→ **Fragmento del texto**
«No hay nada más curioso que el aldeano, precisamente porque está resuelto a no salir jamás de su aldea. La curiosidad de la portera sólo se ocupa de los vecinos de la casa. En rigor, no es curiosidad, porque no se busca más que saber en detalle lo que ya se sabe en general. Es nimiedad, miopía, que quiere decir óptica de ratón». (Ortega y Gasset, T. II, 826; no necesariamente refiriéndose a Heidegger, pero a propósito de un texto sobre trajes tradicionales).
Cuando no estaba sumido en una depresión parcial, Ortega hubo de ser un tipo muy fresco. De esta faceta, bastante poco conocida -o a veces sepultada por académicos ‘acartonados’-, da buena cuenta la biografía parcial de Gregorio Morán. El relato de Morán, aunque algo ‘pornográfico’ (sobre todo al desvelar las vicisitudes de la relación entre Ortega y su Julianico –Julián Marías), se refiere mucho al Ortega picarón (deben saber que fue un auténtico ‘lovermen’, tal vez más epistolar que consumador, pero disfrutaba mucho del cortejo y del pavoneo entre sus oyentes femeninas –siendo en esas ocasiones, más ‘hortera’ que Ortega).
Al final de su vida, Ortega se refiere a sí mismo como «un pequeño señor español que tiene cara de viejo torero» (T. VI 783). Entonces ya debía estar con un bajón considerable, esperando que la fundación Rockefeller le montase un chiringuito para moverse, y sanear su imagen, en territorio norteamericano. Hubiera sido la última proeza del filósofo madrileño, imagínense lo que supondría para él, un entusiasta inconfeso del progreso y la modernidad –sobre todo en su última época y pese a su autoafirmación como «muy siglo XX, pero nada moderno».
Pedro Cerezo ya insinuó la posibilidad de que, frente a Martin Heidegger, Ortega sea un entusiasta de la modernidad y de la técnica (como ilimitada), frente a la visión más peyorativa que este tenía de la misma. Empero, situar a Heidegger y a Ortega frente a frente no sea el mejor planteamiento. Si recuerdan el celebérrimo coloquio en Darmstadt (1951), en el cual O y H dieron la nota entre un grupo de arquitectos, recordaran también las suculentas anécdotas que tuvieron lugar durante la celebración, y los arrabales, del mismo.

→ **Instrucción escrita a**
Actualiza el pasaje del texto sobre Ortega que va desde "Pedro Cerezo ya" hasta "arrabales, del mismo.", poniendo "congreso" en lugar de "coloquio".
Las filas no guardan relación alguna con el texto.

→ **Filas extraídas**
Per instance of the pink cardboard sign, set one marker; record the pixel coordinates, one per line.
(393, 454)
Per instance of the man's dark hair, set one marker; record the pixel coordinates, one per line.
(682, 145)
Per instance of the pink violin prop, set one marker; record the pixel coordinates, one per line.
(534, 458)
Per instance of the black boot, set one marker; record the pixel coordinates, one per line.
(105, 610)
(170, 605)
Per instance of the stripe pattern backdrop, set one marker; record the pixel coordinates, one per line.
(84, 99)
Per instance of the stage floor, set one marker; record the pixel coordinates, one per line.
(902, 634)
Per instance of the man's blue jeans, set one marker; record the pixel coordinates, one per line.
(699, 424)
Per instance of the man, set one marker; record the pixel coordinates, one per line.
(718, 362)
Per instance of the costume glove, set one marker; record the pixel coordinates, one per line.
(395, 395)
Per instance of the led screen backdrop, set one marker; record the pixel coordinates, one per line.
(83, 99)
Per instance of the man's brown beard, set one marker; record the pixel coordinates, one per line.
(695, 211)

--

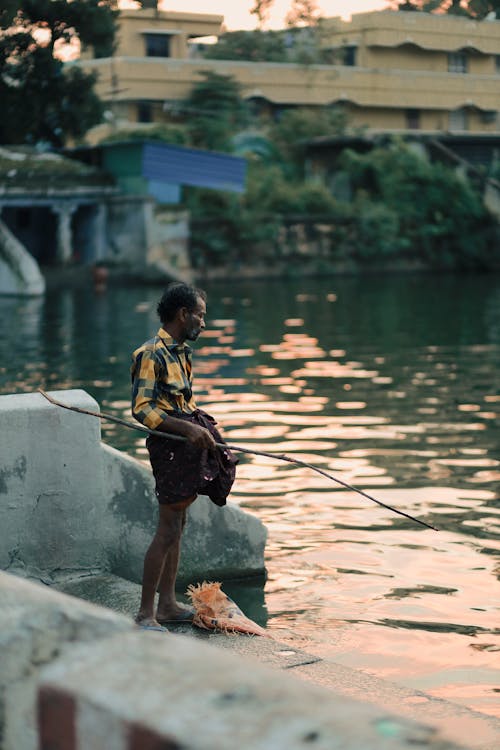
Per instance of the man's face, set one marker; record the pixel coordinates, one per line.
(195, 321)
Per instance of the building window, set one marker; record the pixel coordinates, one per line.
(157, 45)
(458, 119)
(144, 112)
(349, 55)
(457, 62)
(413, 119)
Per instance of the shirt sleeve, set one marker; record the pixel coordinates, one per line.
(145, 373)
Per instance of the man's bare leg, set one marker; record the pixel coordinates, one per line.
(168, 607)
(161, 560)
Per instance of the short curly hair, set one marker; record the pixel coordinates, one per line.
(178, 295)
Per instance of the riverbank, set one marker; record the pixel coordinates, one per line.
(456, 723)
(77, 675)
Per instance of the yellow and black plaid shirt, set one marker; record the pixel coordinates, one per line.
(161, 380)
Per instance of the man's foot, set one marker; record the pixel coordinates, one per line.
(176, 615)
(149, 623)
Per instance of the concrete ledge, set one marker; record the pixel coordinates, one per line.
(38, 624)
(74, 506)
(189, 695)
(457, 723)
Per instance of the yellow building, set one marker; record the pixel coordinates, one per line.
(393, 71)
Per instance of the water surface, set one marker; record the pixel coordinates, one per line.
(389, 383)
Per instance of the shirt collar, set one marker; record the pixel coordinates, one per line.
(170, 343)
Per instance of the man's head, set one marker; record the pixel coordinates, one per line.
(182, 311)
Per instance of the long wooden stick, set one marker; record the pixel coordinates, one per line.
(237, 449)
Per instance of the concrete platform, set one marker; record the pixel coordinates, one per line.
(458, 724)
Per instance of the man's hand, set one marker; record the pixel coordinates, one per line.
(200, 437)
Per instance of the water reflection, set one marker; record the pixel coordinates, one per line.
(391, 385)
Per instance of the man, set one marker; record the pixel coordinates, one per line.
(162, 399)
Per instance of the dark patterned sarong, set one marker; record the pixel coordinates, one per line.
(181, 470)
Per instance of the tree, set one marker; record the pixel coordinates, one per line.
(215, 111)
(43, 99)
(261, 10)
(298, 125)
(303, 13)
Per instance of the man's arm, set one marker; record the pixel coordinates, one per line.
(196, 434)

...

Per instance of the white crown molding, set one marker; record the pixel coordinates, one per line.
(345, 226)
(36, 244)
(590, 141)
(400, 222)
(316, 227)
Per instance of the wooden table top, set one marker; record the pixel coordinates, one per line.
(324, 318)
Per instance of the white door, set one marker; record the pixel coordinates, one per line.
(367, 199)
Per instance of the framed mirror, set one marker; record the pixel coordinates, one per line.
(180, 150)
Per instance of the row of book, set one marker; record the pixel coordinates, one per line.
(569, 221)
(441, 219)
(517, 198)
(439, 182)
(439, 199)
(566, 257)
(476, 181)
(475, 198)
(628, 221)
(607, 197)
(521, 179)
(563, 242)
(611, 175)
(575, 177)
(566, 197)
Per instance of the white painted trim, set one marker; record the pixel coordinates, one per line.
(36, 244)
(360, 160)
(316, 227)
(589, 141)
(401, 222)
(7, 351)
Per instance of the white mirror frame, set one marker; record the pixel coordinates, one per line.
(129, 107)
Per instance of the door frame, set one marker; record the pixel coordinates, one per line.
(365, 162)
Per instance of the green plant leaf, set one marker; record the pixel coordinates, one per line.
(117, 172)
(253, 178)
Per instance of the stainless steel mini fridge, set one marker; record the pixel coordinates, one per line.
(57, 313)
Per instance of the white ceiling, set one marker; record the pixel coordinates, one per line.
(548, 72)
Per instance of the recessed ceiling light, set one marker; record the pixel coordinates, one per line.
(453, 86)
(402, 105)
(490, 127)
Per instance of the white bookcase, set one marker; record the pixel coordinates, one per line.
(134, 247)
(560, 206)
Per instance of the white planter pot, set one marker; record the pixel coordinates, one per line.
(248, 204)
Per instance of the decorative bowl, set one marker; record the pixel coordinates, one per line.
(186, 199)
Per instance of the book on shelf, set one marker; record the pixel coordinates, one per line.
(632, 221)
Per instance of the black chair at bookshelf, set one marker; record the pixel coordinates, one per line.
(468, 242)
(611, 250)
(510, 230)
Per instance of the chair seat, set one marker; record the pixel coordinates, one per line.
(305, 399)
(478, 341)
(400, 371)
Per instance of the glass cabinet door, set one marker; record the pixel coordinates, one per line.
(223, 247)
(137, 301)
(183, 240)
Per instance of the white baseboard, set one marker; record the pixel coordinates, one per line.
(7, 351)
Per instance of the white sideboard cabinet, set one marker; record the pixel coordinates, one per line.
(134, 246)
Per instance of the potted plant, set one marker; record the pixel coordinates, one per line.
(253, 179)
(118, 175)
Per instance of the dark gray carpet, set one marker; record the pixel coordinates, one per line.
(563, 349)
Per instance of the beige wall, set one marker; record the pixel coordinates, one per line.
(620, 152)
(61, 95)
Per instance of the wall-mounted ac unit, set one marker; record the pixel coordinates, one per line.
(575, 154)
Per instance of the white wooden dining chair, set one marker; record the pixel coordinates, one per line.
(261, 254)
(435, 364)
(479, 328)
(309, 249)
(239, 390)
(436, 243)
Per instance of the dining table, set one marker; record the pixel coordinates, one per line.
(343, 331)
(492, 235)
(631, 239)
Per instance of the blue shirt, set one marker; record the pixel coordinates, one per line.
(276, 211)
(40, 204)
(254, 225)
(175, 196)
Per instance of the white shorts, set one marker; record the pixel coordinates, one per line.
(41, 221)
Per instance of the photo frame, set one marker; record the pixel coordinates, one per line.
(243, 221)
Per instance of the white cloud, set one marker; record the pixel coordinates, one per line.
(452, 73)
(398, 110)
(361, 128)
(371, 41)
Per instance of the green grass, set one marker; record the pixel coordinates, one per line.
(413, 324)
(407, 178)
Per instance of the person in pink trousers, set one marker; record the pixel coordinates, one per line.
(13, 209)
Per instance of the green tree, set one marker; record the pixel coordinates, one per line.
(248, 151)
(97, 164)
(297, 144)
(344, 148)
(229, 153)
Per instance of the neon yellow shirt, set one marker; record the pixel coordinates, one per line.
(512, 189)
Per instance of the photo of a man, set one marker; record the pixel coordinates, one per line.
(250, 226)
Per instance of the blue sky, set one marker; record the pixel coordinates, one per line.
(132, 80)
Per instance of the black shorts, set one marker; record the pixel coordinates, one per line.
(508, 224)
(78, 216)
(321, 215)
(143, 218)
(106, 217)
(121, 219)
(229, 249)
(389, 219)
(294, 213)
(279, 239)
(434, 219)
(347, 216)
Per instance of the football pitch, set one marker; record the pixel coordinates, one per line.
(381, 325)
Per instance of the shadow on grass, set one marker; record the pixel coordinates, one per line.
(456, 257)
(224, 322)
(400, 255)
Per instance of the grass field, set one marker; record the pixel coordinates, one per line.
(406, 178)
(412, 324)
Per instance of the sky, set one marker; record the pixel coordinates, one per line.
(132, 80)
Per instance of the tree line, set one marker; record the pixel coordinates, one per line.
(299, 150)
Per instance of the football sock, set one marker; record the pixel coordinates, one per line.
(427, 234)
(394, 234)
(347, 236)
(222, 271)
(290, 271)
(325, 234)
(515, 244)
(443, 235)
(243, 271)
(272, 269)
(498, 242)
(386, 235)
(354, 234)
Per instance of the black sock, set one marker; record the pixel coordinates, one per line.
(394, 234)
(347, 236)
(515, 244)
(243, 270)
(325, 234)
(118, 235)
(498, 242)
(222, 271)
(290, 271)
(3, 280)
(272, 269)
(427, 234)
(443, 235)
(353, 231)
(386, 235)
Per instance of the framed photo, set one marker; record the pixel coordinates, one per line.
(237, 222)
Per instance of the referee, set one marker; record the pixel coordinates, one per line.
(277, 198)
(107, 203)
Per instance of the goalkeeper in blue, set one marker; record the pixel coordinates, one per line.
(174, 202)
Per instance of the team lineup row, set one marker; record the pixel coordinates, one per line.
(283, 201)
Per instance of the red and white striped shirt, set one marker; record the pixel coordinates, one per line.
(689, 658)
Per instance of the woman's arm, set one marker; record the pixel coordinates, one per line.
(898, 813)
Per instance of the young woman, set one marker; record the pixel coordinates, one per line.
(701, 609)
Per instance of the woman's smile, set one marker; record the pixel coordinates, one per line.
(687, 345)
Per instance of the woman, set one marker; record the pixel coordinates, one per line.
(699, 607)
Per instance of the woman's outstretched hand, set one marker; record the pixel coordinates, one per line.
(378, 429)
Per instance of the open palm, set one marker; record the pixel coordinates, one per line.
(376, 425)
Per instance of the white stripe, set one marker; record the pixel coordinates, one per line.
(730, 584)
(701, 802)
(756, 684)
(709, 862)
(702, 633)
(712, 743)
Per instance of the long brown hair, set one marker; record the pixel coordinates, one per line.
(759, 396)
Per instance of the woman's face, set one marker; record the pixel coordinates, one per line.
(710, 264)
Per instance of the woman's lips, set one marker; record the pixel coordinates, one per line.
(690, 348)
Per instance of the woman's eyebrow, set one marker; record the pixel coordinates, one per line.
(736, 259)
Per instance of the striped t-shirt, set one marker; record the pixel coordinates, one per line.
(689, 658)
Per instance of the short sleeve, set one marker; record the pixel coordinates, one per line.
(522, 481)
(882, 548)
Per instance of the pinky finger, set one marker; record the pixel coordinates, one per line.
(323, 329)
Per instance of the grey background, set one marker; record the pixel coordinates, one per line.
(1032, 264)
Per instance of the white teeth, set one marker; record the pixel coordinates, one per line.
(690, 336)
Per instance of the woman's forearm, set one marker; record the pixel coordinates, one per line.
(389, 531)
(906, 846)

→ **Instrucción escrita b**
Reproduce cada línea de las filas que contenga la palabra "long", teniendo en cuenta mayúsculas y minúsculas.

→ **Respuesta completa a**
Pedro Cerezo ya insinuó la posibilidad de que, frente a Martin Heidegger, Ortega sea un entusiasta de la modernidad y de la técnica (como ilimitada), frente a la visión más peyorativa que este tenía de la misma. Empero, situar a Heidegger y a Ortega frente a frente no sea el mejor planteamiento. Si recuerdan el celebérrimo congreso en Darmstadt (1951), en el cual O y H dieron la nota entre un grupo de arquitectos, recordaran también las suculentas anécdotas que tuvieron lugar durante la celebración, y los arrabales, del mismo.

→ **Respuesta completa b**
Per instance of the long wooden stick, set one marker; record the pixel coordinates, one per line.
Per instance of the long brown hair, set one marker; record the pixel coordinates, one per line.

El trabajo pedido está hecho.